------ Textauszug ------
Antisemitismus

München zeigt Flagge gegen Roger Waters

»Wir stehen heute hier, um gegen den Auftritt eines antisemitischen Brandstifters zu protestieren«: Charlotte Knobloch (4.v.r.) bei der Demo Foto: Astrid Schmidhuber

Ungezählte antisemitisch gefärbte Andeutungen und langjährige Unterstützung der antisemitischen Boykottkampagne BDS waren Grund genug: Die Stadt München hatte versucht, das Konzert des Ex-Pink-Floyd-Stars Roger Waters in der Olympiahalle zu verbieten. Dies war aus rechtlichen Gründen aber nicht gelungen.

Als Reaktion zeigte die Stadtverwaltung nunmehr während der strittigen Veranstaltung am vergangenen Sonntag deutlich Flagge und ließ im Olympiapark, auf direktem Weg zu Watersʼ Konzert, unter anderem israelische Fahnen wehen.

Die Zeichen der Solidarität waren auch unmittelbar vor dem Haupteingang der Olympiahalle zu sehen. Neben dem Einlass waren mehr als 100 Menschen, darunter auch einige Stadträte, einem Aufruf des Bündnisses »München ist bunt!« gefolgt und protestierten gegen Watersʼ Auftritt.

Demonstranten trugen Schilder mit Texten wie »We donʼt need your education« und »Roger, leave the Jews alone«, beides Anspielungen auf alte Pink-Floyd-Hits. Mitglieder von »München ist bunt!« verteilten Flyer an Konzertbesucher mit dem Plädoyer »Klare Kante gegen Antisemitismus und Verschwörungsideologien!«.
------ Bereitgestellte Einträge ------
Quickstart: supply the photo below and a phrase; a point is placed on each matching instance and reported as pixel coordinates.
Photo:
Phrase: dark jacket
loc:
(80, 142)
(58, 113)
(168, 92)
------
------ Bereitgestellte Einträge ------
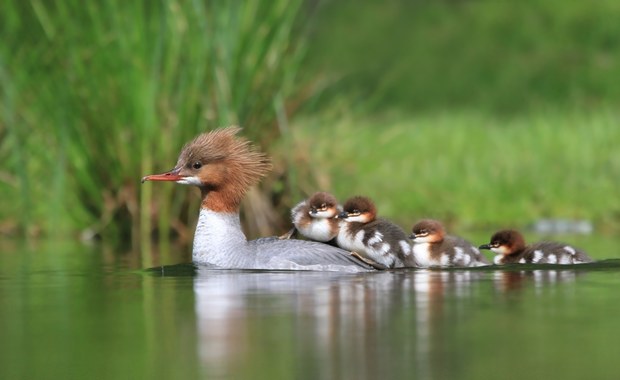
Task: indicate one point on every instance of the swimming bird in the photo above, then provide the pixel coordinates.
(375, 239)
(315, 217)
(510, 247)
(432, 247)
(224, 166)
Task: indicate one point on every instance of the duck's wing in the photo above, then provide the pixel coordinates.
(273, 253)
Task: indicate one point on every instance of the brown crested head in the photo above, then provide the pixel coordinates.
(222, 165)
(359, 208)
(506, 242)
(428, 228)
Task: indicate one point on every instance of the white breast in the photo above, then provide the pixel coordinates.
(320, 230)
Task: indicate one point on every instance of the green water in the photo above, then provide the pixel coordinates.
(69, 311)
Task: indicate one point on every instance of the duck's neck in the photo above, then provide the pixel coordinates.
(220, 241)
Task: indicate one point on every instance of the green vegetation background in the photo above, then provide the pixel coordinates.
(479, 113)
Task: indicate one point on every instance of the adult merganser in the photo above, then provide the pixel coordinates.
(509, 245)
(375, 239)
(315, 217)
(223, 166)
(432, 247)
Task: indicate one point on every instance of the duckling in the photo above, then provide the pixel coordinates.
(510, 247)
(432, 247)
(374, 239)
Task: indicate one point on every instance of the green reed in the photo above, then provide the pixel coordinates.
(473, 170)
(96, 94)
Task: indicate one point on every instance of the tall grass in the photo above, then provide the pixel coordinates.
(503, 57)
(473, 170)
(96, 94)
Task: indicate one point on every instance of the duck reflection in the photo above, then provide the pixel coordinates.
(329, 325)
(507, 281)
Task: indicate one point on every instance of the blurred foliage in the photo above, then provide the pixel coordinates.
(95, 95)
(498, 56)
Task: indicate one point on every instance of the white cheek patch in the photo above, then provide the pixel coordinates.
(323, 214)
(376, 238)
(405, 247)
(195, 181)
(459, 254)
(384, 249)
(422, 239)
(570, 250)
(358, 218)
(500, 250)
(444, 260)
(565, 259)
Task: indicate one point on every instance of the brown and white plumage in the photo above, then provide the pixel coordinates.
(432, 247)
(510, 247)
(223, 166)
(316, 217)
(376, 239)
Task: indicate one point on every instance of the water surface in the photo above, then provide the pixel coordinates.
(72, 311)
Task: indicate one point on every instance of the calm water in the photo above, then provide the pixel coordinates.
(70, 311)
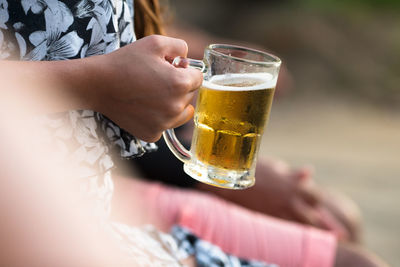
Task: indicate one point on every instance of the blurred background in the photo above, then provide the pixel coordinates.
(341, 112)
------
**Ziel der Aufgabe:** Schreiben Sie aus dem Text über den Münchner Protest gegen Roger Waters die Passage von „München zeigt Flagge“ bis einschließlich „aber nicht gelungen.“ wortgetreu ab.

**Lösung:**
München zeigt Flagge gegen Roger Waters

»Wir stehen heute hier, um gegen den Auftritt eines antisemitischen Brandstifters zu protestieren«: Charlotte Knobloch (4.v.r.) bei der Demo Foto: Astrid Schmidhuber

Ungezählte antisemitisch gefärbte Andeutungen und langjährige Unterstützung der antisemitischen Boykottkampagne BDS waren Grund genug: Die Stadt München hatte versucht, das Konzert des Ex-Pink-Floyd-Stars Roger Waters in der Olympiahalle zu verbieten. Dies war aus rechtlichen Gründen aber nicht gelungen.